DOCUMENT SEGMENT -
****************
Skip to main content

New 'discretionary fund' gives Turkey's Erdogan more powers

Opponents say the new fund will give the president extra power over the security services and has established a 'parallel state'
Turkish President Recep Tayyip Erdogan has been criticised for concentrating power in his hands (AA)

A new bill passed in the Turkish parliament on Friday will provide President Recep Tayyip Erdogan with a “discretionary fund” to use how he sees fit, despite objections from opposition parties.

The new fund can be used for “state necessities that contain discreet intelligence and defense services; the national security and higher interests of the state; political, social and cultural purposes; and extraordinary services” according to the legislation.

The fund will have no judicial or administrative oversight and its use will be entirely directed by President Erdogan.

AKP group deputy chairman Ahmet Aydın dismissed concerns that there was anything covert or suspect about the new law.

“[The president] has assumed the duty to conduct the missions that need to be done for the higher interest of the state. It is absolutely normal that there are some fund allocations to him to pursue according to these national interests. It should be perceived as normal,” said Aydın.
****************
DATA -
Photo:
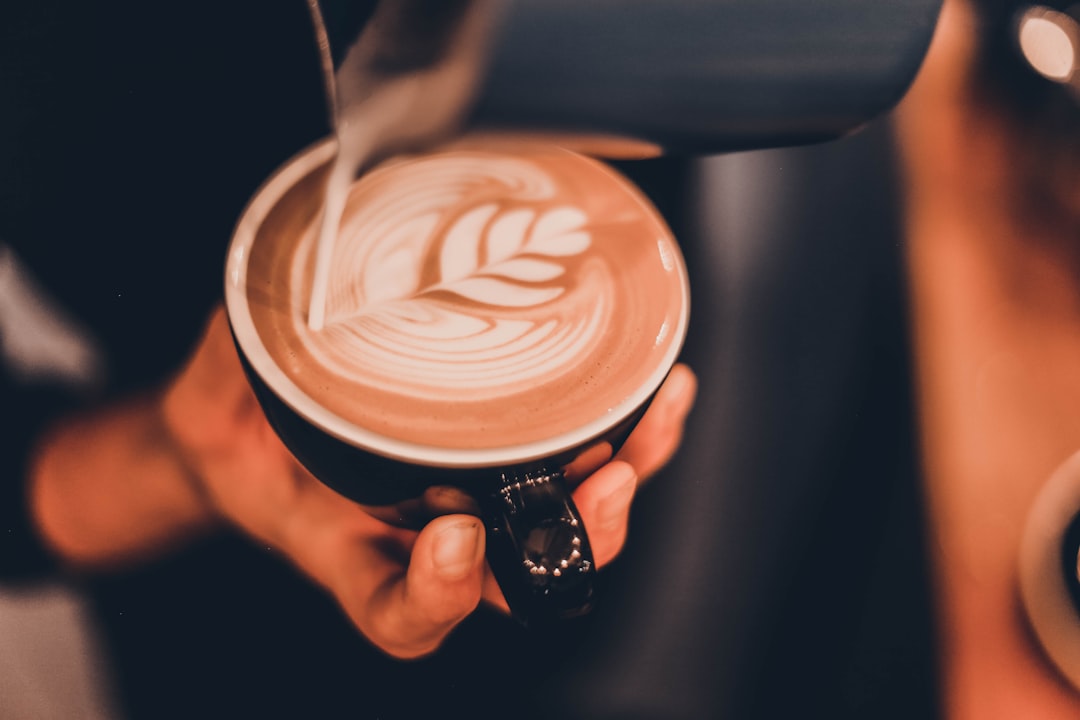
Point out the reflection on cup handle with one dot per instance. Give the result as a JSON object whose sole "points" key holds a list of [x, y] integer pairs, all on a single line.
{"points": [[1049, 583], [538, 548]]}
****************
PARTS OF THE EXERCISE -
(A) According to the article on Erdogan's discretionary fund, what purposes does the legislation say the fund can be used for? List each one.
(B) Does each statement agree with the article on Erdogan's discretionary fund? Answer yes or no for each, and quote the words from the article that decide it.
(i) The bill creating the fund passed in the Turkish parliament on a Friday.
(ii) Use of the fund will be subject to judicial oversight.
(iii) Ahmet Aydın belongs to an opposition party.
(C) Pick up the article on Erdogan's discretionary fund after its final sentence and keep writing it.
The listing after the article is separate material with no connection to it.

EXPECTED RESPONSES -
(A)
- State necessities that contain discreet intelligence and defense services
- The national security and higher interests of the state
- Political, social and cultural purposes
- Extraordinary services

(B)
(i) Yes: "A new bill passed in the Turkish parliament on Friday"
(ii) No: "The fund will have no judicial or administrative oversight"
(iii) No: "AKP group deputy chairman Ahmet Aydın dismissed concerns"

(C)
Development Minister Cevdet Yılmaz added that the fund was given to the president as a function of the post, not given to a person.

However, Republican People’s Party (CHP) group deputy chairman Akif Hamzacebi attacked the legislation as a “presidential coup,” claiming that it would allow the president to gain more control over the Turkish National Intelligence Agency (MIT).

“[President Erdoğan] wants to tie the illegal structure inside MIT directly to himself,” said Hamzacebi.

“With this regulation, secret operations will be conducted much more easily under Erdogan’s instruction. This is treason to the parliamentary system and the prime minister.”

He claimed the introduction of the fund means that a “parallel state” has been set-up in the presidential palace.

Similarly, Selahattin Demirtas, the co-leader of the pro-Kurdish Peoples' Democratic Party (HDP), criticised the legislation as “creating a dictatorship not subject to any oversight."

“The security package is its legal basis," he said referring to a controversial set of measures passed by the parliament on Friday.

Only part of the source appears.